═════ AVAILABLE DATA ═════

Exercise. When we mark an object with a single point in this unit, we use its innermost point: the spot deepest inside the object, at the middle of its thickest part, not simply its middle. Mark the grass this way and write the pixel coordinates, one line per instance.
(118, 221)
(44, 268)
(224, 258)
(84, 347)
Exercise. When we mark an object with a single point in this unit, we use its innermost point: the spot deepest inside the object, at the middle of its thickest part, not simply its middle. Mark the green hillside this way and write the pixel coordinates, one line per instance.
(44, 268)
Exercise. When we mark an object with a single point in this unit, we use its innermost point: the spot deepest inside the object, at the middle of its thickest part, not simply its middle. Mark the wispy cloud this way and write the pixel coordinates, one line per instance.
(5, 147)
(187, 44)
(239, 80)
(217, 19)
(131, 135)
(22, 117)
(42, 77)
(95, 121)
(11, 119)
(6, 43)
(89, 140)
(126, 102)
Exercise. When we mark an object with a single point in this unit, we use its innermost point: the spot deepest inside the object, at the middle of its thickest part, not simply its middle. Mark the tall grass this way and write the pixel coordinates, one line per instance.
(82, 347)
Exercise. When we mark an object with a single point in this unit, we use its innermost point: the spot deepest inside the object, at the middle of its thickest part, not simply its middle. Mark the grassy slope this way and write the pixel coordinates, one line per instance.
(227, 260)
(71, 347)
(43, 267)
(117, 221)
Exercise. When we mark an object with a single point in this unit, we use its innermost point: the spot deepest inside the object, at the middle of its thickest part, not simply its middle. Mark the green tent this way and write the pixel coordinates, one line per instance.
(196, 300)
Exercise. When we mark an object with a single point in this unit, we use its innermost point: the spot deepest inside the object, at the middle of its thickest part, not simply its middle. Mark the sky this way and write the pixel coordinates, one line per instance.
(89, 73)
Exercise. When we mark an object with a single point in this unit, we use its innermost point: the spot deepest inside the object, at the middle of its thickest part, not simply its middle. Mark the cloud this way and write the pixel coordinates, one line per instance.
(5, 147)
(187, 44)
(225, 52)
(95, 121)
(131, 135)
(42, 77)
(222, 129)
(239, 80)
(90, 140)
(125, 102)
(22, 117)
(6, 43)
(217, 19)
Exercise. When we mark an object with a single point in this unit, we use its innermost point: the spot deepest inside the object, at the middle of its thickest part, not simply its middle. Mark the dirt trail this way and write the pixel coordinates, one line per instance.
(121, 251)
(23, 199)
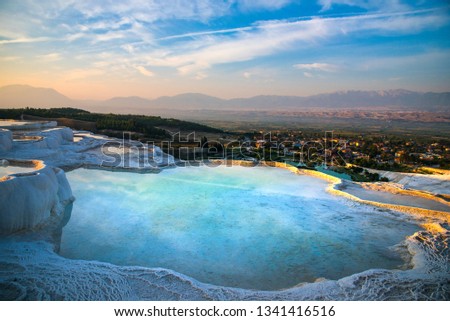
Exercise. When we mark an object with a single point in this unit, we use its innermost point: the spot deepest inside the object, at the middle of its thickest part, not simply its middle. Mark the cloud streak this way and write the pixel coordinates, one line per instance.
(276, 36)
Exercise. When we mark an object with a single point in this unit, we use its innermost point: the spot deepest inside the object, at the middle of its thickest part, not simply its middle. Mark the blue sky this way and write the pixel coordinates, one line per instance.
(235, 48)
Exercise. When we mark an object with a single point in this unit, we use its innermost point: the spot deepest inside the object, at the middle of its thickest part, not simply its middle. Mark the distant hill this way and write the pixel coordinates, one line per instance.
(22, 96)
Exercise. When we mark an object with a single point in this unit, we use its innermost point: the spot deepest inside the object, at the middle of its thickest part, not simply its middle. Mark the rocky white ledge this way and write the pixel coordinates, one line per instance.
(32, 199)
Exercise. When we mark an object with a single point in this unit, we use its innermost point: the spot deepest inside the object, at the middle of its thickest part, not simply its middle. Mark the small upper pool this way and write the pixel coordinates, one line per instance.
(255, 228)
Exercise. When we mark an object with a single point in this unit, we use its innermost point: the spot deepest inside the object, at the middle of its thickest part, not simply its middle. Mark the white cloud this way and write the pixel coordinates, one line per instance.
(77, 74)
(384, 5)
(10, 58)
(274, 36)
(145, 71)
(316, 66)
(200, 75)
(54, 56)
(24, 40)
(248, 5)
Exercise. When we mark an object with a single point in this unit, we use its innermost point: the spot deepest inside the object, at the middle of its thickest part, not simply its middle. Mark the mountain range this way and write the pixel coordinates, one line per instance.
(22, 96)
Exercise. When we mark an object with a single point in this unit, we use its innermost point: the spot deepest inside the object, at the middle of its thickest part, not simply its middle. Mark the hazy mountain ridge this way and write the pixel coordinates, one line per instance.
(23, 95)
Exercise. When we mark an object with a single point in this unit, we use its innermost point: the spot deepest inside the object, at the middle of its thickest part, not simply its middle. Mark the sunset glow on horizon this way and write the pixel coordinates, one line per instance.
(235, 48)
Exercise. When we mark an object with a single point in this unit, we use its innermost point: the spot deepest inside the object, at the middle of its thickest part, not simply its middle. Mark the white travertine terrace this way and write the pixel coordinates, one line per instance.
(32, 199)
(6, 140)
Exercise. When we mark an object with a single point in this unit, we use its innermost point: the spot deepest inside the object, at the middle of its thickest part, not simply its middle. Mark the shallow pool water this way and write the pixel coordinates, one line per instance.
(254, 228)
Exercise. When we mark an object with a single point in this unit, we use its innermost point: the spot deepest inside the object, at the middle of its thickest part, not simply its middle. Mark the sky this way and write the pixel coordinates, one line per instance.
(232, 48)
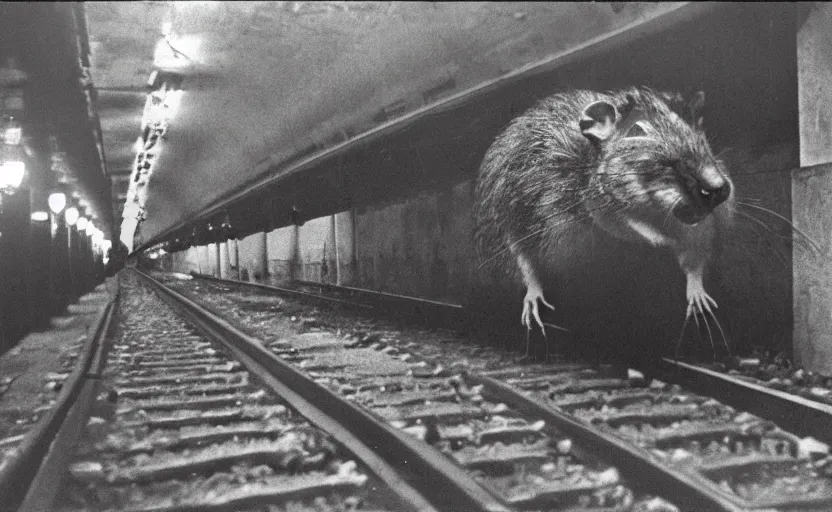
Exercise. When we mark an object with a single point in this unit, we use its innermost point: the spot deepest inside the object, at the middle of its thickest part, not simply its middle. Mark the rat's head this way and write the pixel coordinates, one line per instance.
(654, 154)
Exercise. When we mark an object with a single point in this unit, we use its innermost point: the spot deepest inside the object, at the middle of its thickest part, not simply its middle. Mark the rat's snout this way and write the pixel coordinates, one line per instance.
(708, 188)
(712, 187)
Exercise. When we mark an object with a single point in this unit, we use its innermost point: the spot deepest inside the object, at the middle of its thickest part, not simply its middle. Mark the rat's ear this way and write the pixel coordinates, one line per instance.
(598, 120)
(697, 105)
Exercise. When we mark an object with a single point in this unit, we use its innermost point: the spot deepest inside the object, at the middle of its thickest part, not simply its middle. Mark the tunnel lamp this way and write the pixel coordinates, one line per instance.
(57, 202)
(72, 215)
(13, 133)
(11, 176)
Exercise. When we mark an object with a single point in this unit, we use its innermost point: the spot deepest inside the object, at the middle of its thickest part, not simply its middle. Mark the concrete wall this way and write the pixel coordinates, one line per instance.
(280, 246)
(317, 250)
(813, 272)
(253, 261)
(421, 247)
(812, 190)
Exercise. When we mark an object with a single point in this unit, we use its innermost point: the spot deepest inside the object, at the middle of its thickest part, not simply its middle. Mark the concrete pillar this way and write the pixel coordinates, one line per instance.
(331, 252)
(294, 251)
(345, 247)
(812, 190)
(225, 261)
(254, 256)
(204, 259)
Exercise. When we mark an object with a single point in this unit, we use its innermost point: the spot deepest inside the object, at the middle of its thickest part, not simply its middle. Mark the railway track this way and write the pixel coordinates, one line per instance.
(743, 461)
(224, 396)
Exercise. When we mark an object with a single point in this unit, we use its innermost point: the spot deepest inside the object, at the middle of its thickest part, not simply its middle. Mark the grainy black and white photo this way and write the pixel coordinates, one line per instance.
(415, 256)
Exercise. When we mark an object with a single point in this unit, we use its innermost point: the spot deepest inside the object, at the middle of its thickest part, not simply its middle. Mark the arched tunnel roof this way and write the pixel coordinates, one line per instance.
(268, 81)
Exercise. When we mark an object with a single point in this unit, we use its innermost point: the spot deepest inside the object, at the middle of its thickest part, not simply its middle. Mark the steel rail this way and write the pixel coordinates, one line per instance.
(790, 412)
(424, 476)
(691, 491)
(28, 480)
(286, 291)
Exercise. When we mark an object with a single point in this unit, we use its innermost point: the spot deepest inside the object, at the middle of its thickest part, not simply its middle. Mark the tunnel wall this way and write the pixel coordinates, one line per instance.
(625, 295)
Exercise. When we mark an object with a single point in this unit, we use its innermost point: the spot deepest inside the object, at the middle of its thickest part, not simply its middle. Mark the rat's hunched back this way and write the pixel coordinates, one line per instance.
(635, 163)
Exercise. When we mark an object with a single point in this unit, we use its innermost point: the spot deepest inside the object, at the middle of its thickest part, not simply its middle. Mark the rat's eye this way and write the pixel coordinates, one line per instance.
(637, 130)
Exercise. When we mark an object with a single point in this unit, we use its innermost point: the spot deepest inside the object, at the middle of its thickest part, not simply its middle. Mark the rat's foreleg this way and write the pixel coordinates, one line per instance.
(534, 292)
(698, 299)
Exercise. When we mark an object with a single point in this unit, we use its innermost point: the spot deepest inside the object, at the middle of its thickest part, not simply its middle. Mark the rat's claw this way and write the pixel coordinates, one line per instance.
(700, 303)
(530, 308)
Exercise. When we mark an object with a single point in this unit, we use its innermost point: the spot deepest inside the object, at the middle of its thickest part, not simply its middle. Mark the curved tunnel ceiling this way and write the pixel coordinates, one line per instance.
(272, 79)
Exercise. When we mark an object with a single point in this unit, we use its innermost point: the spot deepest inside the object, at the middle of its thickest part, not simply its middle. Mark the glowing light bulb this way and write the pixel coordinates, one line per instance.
(72, 215)
(57, 202)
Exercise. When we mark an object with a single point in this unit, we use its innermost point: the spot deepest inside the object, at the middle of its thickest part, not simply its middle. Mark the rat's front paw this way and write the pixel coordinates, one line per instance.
(530, 308)
(698, 300)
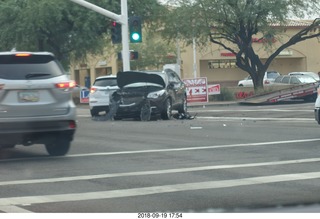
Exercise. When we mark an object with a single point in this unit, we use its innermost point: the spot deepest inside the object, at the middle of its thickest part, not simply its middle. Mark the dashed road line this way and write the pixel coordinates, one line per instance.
(98, 195)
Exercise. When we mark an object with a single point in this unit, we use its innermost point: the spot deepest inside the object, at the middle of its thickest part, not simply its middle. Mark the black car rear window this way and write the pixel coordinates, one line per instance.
(32, 67)
(103, 82)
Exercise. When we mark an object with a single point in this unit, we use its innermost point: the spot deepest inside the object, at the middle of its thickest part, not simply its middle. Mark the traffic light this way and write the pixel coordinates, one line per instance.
(116, 32)
(135, 33)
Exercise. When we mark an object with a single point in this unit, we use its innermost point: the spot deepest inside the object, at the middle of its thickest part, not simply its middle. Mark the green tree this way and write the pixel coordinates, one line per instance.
(62, 27)
(232, 24)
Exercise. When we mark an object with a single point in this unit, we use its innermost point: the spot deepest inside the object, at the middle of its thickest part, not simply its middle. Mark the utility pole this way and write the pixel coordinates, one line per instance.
(122, 19)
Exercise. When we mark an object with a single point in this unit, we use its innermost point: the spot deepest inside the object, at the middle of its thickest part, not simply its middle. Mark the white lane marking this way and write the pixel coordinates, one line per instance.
(170, 150)
(154, 172)
(257, 119)
(13, 209)
(253, 110)
(195, 148)
(157, 189)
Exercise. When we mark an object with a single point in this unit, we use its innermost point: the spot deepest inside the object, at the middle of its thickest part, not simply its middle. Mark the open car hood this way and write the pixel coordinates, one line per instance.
(130, 77)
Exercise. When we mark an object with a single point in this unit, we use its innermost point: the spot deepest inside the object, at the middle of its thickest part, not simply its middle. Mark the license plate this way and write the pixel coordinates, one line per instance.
(28, 96)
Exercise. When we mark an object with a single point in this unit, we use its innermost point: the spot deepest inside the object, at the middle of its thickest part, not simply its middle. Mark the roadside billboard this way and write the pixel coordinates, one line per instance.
(196, 90)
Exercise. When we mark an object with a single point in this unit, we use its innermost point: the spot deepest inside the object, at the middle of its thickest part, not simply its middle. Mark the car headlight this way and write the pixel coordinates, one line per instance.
(155, 95)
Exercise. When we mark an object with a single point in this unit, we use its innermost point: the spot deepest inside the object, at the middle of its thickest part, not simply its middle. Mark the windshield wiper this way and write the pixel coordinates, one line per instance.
(33, 75)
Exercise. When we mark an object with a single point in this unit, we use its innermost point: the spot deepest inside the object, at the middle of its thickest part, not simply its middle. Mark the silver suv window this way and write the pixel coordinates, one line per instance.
(103, 82)
(33, 67)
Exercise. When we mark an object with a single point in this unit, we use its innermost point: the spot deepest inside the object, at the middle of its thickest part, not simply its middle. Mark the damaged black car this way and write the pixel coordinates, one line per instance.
(143, 95)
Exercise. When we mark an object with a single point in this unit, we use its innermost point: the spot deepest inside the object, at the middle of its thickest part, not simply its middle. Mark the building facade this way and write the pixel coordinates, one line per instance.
(215, 63)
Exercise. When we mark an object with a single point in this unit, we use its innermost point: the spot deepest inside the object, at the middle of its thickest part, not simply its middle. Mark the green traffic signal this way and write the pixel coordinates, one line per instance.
(135, 29)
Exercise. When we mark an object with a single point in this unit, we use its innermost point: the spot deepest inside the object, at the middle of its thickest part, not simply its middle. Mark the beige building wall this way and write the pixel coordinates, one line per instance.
(213, 62)
(218, 64)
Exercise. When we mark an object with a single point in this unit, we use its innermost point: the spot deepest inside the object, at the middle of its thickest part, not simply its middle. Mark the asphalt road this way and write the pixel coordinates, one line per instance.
(230, 158)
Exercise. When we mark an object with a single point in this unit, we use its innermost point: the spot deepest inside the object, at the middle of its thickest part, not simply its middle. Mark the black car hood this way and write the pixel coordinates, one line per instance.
(129, 77)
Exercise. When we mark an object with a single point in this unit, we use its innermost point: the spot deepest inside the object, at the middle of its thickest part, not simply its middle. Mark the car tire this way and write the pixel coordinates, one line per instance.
(145, 112)
(58, 147)
(94, 112)
(167, 111)
(183, 107)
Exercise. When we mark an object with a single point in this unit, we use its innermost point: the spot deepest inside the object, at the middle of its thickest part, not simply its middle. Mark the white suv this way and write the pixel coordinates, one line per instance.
(36, 105)
(100, 93)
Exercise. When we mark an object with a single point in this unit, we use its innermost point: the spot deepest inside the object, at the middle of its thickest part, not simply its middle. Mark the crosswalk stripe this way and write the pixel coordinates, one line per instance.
(154, 172)
(156, 189)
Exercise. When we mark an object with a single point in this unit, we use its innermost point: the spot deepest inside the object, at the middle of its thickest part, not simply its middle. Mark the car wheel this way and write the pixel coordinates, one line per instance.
(183, 107)
(58, 147)
(145, 112)
(167, 111)
(94, 112)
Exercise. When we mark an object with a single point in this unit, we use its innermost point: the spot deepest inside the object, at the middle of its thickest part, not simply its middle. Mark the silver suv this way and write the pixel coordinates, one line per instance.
(36, 104)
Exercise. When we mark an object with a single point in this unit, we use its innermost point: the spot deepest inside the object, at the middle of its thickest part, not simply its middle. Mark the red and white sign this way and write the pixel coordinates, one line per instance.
(214, 89)
(196, 90)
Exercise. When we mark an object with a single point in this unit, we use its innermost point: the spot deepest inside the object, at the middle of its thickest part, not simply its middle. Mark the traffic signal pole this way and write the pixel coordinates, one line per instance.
(122, 19)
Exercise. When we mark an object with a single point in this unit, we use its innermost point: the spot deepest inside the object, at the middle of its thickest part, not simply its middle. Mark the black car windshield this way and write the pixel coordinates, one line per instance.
(142, 84)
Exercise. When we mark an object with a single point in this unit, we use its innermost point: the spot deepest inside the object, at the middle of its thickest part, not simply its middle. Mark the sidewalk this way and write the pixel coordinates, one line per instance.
(193, 105)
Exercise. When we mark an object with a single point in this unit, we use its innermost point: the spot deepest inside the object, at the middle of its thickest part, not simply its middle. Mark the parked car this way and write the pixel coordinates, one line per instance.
(294, 79)
(268, 79)
(146, 94)
(312, 74)
(36, 104)
(100, 92)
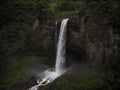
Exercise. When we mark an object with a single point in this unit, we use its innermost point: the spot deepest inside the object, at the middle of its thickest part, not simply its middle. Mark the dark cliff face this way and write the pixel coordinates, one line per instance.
(88, 41)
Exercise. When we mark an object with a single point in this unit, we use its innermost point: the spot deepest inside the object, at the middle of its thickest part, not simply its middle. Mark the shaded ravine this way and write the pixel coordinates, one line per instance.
(48, 75)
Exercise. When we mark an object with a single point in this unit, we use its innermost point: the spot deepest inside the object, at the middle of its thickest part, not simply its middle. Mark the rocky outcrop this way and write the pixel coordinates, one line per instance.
(89, 40)
(24, 84)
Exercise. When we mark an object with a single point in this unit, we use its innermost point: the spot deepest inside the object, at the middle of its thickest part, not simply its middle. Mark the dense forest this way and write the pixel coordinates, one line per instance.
(27, 42)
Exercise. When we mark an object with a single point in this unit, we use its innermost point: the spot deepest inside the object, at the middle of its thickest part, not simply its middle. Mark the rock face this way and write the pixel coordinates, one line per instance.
(23, 84)
(88, 41)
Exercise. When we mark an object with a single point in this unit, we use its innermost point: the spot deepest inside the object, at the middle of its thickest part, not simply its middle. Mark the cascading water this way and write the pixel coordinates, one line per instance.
(49, 76)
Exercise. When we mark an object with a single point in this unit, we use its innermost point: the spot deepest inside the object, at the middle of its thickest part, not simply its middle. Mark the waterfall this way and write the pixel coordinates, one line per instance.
(61, 46)
(49, 75)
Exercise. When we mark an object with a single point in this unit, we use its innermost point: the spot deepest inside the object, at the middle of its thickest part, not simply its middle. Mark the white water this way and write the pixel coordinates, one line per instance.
(49, 76)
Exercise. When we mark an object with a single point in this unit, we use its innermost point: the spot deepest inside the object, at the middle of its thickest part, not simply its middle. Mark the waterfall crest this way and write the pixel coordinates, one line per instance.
(49, 75)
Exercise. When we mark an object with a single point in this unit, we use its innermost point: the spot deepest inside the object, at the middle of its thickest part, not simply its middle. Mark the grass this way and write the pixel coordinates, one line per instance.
(18, 68)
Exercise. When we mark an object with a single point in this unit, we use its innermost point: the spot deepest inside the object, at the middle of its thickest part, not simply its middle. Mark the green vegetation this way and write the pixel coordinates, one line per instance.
(23, 48)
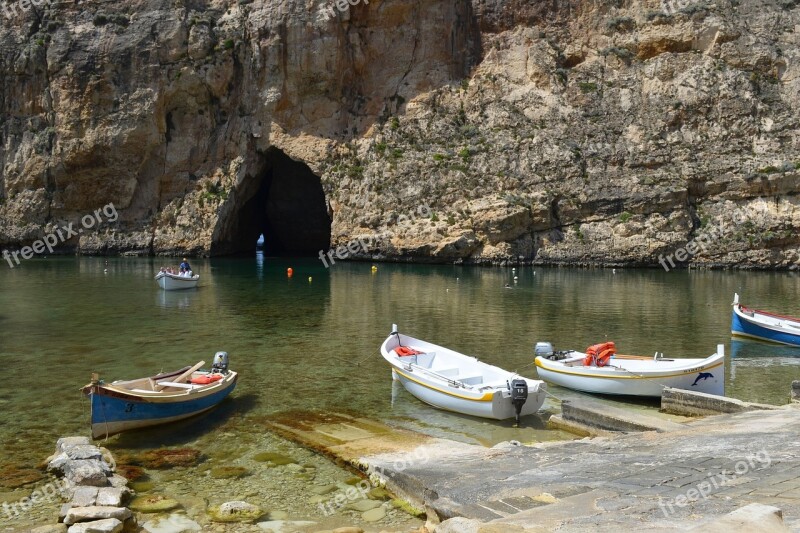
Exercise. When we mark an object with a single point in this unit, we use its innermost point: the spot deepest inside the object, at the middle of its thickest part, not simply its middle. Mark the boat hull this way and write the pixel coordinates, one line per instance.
(170, 282)
(115, 411)
(766, 329)
(496, 405)
(469, 387)
(699, 375)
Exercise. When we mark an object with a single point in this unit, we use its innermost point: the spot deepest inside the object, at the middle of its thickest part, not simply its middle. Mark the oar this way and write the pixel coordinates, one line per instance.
(188, 373)
(183, 376)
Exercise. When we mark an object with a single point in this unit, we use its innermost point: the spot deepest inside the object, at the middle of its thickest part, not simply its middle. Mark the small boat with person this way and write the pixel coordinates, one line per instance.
(601, 370)
(160, 399)
(763, 325)
(170, 281)
(456, 382)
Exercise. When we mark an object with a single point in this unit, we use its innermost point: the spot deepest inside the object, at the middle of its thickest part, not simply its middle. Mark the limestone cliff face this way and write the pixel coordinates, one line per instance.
(567, 132)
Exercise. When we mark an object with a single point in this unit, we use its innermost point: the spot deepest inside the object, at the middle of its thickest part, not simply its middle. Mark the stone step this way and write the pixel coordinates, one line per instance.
(690, 403)
(609, 418)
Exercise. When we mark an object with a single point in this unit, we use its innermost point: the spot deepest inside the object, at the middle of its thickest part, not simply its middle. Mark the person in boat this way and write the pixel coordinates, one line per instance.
(186, 270)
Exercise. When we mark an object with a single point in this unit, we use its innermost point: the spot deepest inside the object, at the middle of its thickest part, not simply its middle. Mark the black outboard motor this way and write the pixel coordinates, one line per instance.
(519, 395)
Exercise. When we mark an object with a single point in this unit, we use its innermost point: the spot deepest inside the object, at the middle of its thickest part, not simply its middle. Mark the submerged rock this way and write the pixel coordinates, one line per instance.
(373, 515)
(93, 513)
(142, 486)
(13, 477)
(284, 526)
(174, 523)
(228, 472)
(153, 504)
(164, 458)
(236, 511)
(131, 472)
(275, 459)
(364, 505)
(108, 525)
(57, 528)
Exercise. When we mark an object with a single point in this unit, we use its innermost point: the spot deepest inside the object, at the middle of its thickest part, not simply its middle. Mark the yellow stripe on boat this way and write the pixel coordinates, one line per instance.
(487, 397)
(558, 371)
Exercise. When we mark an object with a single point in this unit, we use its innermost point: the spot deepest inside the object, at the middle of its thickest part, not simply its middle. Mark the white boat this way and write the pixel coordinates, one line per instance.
(173, 282)
(631, 375)
(456, 382)
(763, 325)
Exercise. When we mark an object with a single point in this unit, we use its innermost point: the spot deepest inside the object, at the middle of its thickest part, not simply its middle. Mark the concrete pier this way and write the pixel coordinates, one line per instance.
(689, 476)
(690, 403)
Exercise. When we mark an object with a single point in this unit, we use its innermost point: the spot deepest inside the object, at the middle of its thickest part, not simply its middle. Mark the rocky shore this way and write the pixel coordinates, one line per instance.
(166, 491)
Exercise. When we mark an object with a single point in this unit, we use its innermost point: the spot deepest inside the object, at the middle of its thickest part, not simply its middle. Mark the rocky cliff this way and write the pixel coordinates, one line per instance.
(576, 131)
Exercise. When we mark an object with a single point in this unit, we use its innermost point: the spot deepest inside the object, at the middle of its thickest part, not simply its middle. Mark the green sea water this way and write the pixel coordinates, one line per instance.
(311, 342)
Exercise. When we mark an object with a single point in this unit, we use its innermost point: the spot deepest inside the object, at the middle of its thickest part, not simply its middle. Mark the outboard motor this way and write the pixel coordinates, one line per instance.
(220, 365)
(519, 395)
(545, 349)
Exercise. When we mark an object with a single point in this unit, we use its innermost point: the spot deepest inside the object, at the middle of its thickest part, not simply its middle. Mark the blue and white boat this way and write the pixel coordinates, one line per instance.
(756, 324)
(123, 405)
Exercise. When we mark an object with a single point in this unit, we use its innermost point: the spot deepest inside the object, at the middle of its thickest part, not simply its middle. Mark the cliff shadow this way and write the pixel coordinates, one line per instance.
(284, 202)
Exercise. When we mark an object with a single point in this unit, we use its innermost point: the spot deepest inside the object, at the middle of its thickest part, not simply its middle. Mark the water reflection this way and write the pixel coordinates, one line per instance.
(176, 299)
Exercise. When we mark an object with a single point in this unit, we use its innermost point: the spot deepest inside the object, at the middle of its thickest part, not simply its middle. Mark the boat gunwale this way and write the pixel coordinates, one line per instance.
(113, 391)
(620, 373)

═════

From the line holding "Mark the cliff" down to the final line above, quote every line exactly and only those lines.

Exercise. When we mark an object with a single point in this unit, we use its innermost point: the spot deepest inside the object, at the middle of its thickest part, not simply its middle. Mark the cliff shadow this way and write the pixel coordinates, one line per instance.
(284, 202)
Exercise. When we mark an object with a single point in this unit, we use its innermost point: the spot deepest inside the object, at the middle of its thickest part, not simply its middle. Mark the water reflection this way and write the pixel coordinates, one line per instance.
(176, 299)
Exercise. When we mark an object with a single point in this unit, we use its innermost point: the spot deepest inside the object, at the middle of its thickest part, not simply its middle. Mark the boat gunwale this way and write the pixel coordinates, one line per instance.
(113, 391)
(620, 373)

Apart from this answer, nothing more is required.